*Задание*
Продолжите фрагмент о Витгенштейне и тесте Тьюринга, начав сразу после его последнего предложения.

Витгенштейн неоднократно в своих текстах утверждал, что два человека могут иметь одну и ту же боль. Он отрицал представление о привилегированном доступе, которое характерно как раз для картезианской картины сознания. В своих пассажах о жуке в коробке Витгенштейн говорит ровно то, что говорит:

«...если грамматику выражения ощущения трактовать по бразцу “объект и его обозначение”, то объект выпадает из сферы рассмотрения как не относящийся к делу» (пер. М.С. Козловой).

Но ощущение боли не является излишним и неважным для наших языковых игр связанных с этим словом! И Витгенштейн этим примером демонстрирует лишь то, насколько грамматика выражения ощущения отличается от грамматики вещественных объектов и явлений. И если мы в данном случае слишком увлекаемся аналогиями, то возникает путаница, ярчайшим выражением которой является картезианский дуализм.

Не останавливаясь на различиях в позициях Райла и Витгенштейна (отмечу только, что последний не рассматривал «ментальные объекты» как поведенческие диспозиции – а в этом суть позиции первого), я перейду к тесту Тьюринга и взгляду на него с точки зрения философии Витгенштейна. Мне представляется, что он должен быть таким: мы должны спросить себя, что означает этот тест для нашей практики? В каких языковых играх он может применяться? В практической ситуации какого рода у нас может возникнуть необходимость отличить разумное существо от автомата? И вынудил бы проваленный нашим другом Т.Т. считать его искусственным гуманоидом (чтобы добавить абсурдности, можно вообразить, как через пару сотен лет выпускники российских школ проходят единый государственный тест Тьюринга)?

(Записи с данными)
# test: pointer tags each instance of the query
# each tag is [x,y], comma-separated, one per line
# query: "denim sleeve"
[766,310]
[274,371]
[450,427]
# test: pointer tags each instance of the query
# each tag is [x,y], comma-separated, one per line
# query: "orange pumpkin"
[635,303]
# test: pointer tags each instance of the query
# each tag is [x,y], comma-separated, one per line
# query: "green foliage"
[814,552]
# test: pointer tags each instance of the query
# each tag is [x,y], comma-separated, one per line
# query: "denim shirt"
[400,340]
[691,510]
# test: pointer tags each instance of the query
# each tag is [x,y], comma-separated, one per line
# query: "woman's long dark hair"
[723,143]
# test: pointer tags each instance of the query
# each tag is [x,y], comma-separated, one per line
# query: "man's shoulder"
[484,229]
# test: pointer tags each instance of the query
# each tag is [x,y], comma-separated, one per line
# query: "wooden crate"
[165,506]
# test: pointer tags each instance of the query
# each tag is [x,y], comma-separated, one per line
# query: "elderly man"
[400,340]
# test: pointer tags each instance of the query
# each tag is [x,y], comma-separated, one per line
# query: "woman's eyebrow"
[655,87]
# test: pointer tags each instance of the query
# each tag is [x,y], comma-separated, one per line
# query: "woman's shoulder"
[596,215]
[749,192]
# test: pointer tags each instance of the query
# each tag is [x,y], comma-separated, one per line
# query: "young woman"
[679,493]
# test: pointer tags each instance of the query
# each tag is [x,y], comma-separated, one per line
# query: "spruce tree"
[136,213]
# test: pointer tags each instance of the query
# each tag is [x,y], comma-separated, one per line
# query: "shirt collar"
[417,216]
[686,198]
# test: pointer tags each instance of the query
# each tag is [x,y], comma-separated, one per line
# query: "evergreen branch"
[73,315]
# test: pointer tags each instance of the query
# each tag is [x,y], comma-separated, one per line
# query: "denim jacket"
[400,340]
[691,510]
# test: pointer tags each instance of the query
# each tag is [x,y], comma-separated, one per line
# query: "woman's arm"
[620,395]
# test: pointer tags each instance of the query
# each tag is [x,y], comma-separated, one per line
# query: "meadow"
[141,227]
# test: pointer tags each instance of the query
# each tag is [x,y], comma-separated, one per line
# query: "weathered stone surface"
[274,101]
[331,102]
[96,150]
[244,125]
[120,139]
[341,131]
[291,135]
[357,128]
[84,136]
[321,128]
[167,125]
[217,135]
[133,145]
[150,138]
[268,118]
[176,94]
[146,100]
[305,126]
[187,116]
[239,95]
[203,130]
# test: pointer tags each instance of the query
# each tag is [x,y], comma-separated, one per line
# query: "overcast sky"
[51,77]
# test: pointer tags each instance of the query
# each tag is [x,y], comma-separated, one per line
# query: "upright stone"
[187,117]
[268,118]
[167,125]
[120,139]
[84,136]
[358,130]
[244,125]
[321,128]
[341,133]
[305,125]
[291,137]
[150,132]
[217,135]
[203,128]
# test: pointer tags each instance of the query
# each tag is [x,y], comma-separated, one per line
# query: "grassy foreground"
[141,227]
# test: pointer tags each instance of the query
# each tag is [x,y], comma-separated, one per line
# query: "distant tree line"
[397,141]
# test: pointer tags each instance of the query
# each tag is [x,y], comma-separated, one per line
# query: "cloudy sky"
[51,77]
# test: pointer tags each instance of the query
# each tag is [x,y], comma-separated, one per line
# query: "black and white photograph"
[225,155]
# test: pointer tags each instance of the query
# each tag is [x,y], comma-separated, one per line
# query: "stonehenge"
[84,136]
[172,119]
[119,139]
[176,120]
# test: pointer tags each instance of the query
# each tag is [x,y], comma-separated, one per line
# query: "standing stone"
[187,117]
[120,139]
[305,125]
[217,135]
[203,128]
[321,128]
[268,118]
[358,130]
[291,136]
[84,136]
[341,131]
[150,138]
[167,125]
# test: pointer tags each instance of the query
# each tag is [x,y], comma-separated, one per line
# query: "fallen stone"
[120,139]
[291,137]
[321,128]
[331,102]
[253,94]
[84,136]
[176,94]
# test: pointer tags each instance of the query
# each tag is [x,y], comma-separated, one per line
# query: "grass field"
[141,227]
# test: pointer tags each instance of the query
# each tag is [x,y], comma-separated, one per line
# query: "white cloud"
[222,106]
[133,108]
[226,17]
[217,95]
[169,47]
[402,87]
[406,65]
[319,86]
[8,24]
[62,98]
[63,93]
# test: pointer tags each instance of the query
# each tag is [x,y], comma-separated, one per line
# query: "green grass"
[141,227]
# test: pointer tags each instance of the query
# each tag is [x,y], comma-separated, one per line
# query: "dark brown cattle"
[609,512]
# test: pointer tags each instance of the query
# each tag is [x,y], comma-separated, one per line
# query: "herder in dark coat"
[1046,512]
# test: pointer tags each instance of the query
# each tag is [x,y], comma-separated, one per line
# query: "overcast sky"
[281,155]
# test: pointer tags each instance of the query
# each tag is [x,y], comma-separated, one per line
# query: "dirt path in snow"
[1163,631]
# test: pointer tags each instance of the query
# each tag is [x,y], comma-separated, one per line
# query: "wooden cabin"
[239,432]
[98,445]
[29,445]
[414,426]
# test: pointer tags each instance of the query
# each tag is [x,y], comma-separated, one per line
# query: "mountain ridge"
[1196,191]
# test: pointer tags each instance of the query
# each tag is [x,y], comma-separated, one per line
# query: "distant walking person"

*Результат выполнения*
Сейчас тест Тьюринга «висит в воздухе», у нас нет для него серьёзного применения, потому что нет роботов по-настоящему похожих на людей, роботов, относительно которых мы бы испытывали хоть долю сомнения. И не будет – в предыдущем номере я пытался объяснить почему. А даже если бы подобные андроиды существовали, то мы вряд ли бы обратились к этому средству проверки. Тест Тьюринга бесполезен с практической точки зрения. Мнение какой-то группы людей насчёт того, что мой друг – неразумный киборг, сможет убедить меня разве что в том, что он не слишком склонен проходить дурацкие тесты. И я очень сомневаюсь, что если злобный компьютер попытается уничтожить человечество, мы будем с помощью теста Тьюринга проверять его на разумность. В своей обычной практике мы заключаем о наличии сознания на основании множества различных признаков, которые проявляются в языковых играх, связанных с понятиями «мышление», «сознание», «разум» и т. п. А вот тест Тьюринга мы как критерий наличия сознания не используем, потому что он ничто в сравнении с критериями нашей практики и без них ничего не стоит, а когда они есть, он становится совершенно избыточным, оставаясь в любом случае бесполезным для разрешения вопроса о приписывании кому-либо сознания.

Wittgenstein 1998 — Wittgenstein L. Philosophical remarks. Oxford: Basil Blackwell. 1998.
Витгенштейн 2008 — Витгешнтейн Л. Голубая и коричневая книга. Новосибирск: Сибирское университетское издательство. 2008.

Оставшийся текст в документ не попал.